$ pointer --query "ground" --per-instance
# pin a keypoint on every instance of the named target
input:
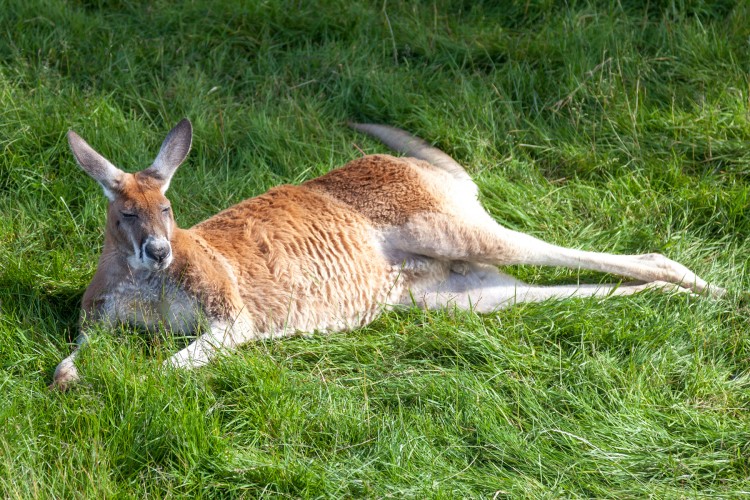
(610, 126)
□ □ □ □ □ □ □
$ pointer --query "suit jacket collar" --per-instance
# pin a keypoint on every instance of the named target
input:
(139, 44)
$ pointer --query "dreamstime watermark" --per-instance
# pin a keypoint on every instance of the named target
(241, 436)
□ □ □ □ □ □ □
◆ **OBJECTIVE**
Show each line in the rows above that contains the string "query", counting only matches with the same capitalization.

◆ **ANSWER FOR THE TASK**
$ pointer --query "ground" --per-instance
$ pointer --query "suit jacket collar" --per-instance
$ pointer --query "dreamstime watermark" --per-instance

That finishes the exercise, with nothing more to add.